Work instructions: Please return each line in the items below that contains the string "tall", with case counting.

Point-based annotation data:
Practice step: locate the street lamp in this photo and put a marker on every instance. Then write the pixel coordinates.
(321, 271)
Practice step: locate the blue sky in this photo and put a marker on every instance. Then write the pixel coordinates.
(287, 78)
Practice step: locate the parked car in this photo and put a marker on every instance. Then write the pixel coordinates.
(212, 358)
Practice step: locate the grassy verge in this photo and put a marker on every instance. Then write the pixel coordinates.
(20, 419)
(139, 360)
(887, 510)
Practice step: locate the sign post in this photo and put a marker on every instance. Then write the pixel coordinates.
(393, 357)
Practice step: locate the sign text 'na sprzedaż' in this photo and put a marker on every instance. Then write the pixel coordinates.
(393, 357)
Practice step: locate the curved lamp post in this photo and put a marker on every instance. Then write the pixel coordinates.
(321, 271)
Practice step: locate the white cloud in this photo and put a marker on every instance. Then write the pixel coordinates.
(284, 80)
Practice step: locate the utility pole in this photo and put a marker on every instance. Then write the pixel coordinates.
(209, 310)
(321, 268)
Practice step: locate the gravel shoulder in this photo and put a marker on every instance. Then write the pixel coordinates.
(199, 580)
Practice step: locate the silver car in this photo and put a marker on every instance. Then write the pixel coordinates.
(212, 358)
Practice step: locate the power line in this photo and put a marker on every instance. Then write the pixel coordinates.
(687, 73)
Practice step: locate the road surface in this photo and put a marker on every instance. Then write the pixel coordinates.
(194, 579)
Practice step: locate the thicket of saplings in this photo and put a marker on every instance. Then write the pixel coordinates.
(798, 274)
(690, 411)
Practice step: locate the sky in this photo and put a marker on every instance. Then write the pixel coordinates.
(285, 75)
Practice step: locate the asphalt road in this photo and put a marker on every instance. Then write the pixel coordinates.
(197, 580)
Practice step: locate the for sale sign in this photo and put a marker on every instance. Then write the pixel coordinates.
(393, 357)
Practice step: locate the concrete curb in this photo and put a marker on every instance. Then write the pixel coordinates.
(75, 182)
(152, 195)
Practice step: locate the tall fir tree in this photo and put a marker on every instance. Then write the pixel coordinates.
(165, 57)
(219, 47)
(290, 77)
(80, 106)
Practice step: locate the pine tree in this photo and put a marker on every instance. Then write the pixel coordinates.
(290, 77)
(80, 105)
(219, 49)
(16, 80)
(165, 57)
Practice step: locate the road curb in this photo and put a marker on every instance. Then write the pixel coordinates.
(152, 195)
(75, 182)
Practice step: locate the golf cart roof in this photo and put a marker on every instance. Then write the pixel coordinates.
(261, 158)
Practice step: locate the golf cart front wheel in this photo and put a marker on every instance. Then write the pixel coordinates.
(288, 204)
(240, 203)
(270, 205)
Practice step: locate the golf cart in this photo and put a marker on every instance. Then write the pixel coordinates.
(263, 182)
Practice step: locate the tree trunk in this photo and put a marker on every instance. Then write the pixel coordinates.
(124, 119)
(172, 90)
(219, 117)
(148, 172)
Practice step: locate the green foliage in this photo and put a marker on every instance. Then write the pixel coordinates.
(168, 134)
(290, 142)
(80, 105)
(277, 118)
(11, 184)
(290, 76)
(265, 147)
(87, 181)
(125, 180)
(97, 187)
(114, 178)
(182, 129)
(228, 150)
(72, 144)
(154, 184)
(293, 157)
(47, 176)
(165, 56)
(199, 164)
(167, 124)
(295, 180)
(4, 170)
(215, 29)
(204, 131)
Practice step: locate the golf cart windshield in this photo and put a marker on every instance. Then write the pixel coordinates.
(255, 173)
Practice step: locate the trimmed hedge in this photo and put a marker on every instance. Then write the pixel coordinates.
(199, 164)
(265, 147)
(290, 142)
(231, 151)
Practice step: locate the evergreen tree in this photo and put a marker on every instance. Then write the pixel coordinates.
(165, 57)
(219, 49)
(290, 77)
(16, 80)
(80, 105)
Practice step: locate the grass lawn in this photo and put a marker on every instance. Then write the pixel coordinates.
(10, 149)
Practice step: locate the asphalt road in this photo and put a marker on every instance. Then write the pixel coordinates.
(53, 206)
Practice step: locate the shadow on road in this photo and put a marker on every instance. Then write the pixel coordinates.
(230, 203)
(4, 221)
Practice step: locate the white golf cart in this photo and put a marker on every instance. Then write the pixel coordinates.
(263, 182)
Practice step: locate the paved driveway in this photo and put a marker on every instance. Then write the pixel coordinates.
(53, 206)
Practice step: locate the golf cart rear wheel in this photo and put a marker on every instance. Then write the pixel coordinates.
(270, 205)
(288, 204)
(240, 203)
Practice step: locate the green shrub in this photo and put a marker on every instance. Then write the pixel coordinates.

---

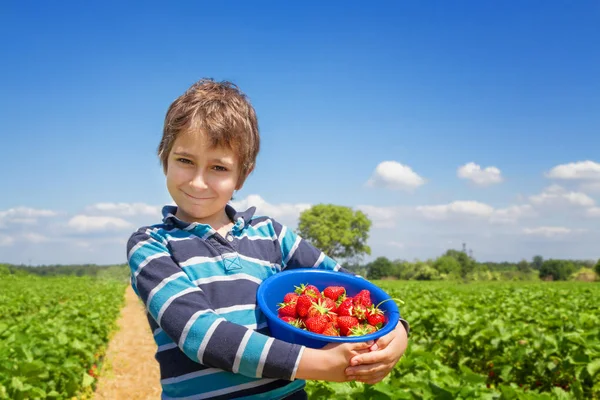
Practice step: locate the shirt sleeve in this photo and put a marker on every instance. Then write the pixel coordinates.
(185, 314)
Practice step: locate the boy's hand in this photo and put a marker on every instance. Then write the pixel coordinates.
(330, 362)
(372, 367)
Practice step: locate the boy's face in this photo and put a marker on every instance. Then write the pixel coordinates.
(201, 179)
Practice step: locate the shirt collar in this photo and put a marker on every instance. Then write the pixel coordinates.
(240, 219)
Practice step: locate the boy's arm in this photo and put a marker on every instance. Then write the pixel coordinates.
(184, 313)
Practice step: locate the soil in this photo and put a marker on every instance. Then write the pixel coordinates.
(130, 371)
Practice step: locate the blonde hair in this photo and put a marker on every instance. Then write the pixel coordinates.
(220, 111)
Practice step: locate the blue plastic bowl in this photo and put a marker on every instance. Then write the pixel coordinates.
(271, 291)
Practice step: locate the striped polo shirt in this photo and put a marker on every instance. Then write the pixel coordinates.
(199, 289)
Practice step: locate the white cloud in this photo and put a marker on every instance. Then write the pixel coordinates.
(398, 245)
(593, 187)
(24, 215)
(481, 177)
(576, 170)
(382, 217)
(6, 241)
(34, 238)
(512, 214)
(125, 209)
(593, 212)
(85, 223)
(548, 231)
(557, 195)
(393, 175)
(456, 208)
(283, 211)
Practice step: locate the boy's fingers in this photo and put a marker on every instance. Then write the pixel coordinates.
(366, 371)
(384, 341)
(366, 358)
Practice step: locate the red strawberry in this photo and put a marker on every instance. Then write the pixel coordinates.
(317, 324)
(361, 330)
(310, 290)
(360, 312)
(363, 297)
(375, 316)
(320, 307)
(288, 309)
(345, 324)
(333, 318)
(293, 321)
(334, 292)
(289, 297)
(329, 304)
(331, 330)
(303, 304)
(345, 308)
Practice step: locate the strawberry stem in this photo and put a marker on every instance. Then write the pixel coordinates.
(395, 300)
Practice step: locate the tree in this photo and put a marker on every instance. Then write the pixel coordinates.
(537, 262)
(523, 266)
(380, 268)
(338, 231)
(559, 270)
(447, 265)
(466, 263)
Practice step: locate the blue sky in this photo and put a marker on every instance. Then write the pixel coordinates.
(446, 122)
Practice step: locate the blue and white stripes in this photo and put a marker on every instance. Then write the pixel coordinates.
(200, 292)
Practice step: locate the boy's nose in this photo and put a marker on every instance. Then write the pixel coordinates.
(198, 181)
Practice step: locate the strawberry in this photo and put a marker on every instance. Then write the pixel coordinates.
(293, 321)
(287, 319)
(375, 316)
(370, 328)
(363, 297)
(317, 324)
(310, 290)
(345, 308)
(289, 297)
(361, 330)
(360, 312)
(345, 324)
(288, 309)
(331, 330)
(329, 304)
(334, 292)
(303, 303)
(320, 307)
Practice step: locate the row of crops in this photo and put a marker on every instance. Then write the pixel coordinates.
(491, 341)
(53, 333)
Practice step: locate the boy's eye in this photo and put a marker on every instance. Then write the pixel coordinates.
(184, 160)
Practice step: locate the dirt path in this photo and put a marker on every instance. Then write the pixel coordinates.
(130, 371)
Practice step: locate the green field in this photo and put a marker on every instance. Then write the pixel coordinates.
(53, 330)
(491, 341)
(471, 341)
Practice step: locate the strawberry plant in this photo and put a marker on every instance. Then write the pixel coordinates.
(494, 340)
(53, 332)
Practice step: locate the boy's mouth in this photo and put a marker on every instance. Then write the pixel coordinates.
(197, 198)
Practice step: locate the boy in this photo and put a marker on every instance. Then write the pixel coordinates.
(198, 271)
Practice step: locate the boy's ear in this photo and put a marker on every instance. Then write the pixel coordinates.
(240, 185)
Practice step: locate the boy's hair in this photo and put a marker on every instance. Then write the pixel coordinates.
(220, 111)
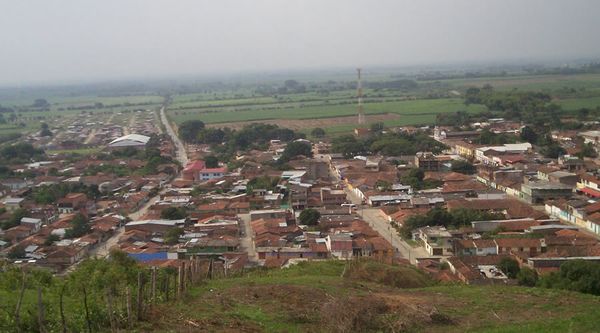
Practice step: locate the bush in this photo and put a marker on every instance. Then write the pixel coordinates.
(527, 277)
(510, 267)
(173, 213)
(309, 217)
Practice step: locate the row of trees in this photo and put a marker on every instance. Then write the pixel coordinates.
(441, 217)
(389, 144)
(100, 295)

---

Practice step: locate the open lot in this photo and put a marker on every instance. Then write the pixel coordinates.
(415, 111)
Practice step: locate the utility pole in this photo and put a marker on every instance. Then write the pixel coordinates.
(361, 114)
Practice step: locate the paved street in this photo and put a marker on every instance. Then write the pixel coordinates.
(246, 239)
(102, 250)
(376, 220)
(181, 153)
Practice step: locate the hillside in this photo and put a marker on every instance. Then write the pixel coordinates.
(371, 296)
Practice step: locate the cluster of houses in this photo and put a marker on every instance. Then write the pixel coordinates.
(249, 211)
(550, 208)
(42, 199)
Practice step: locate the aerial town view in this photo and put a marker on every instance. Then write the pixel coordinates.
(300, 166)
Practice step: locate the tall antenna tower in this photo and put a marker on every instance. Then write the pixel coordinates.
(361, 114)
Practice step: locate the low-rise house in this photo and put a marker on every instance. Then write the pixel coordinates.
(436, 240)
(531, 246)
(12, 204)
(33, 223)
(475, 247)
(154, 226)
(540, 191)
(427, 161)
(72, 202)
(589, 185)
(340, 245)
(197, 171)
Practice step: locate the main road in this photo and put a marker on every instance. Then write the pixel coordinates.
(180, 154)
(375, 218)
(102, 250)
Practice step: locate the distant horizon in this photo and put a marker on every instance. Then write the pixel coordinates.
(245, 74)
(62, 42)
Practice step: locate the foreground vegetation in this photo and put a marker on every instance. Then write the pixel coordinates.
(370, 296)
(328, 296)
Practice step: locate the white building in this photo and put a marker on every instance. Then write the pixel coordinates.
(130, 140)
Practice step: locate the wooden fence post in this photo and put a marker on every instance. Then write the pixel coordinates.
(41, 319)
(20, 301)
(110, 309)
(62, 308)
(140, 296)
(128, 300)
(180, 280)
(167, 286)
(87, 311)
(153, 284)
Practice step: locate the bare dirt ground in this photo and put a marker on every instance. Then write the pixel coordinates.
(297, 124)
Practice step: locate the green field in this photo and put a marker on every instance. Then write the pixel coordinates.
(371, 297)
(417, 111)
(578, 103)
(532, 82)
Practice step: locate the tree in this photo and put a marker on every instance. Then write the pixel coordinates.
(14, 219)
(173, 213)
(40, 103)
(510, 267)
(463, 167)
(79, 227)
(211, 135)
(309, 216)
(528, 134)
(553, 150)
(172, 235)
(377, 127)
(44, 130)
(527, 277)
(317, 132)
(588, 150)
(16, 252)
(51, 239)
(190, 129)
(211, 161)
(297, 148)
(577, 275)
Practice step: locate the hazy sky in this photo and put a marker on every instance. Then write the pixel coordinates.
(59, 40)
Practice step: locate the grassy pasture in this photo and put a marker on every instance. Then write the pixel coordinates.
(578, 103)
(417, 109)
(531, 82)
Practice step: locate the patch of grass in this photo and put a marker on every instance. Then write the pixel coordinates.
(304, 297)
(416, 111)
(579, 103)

Exercise solution:
Practice step: locate the tall fir tree in this photo and put a marker on every instance. Then write the pixel coordinates.
Practice step: locate the tall antenna tower in this photo and put a marker on every instance. Then write the pixel coordinates.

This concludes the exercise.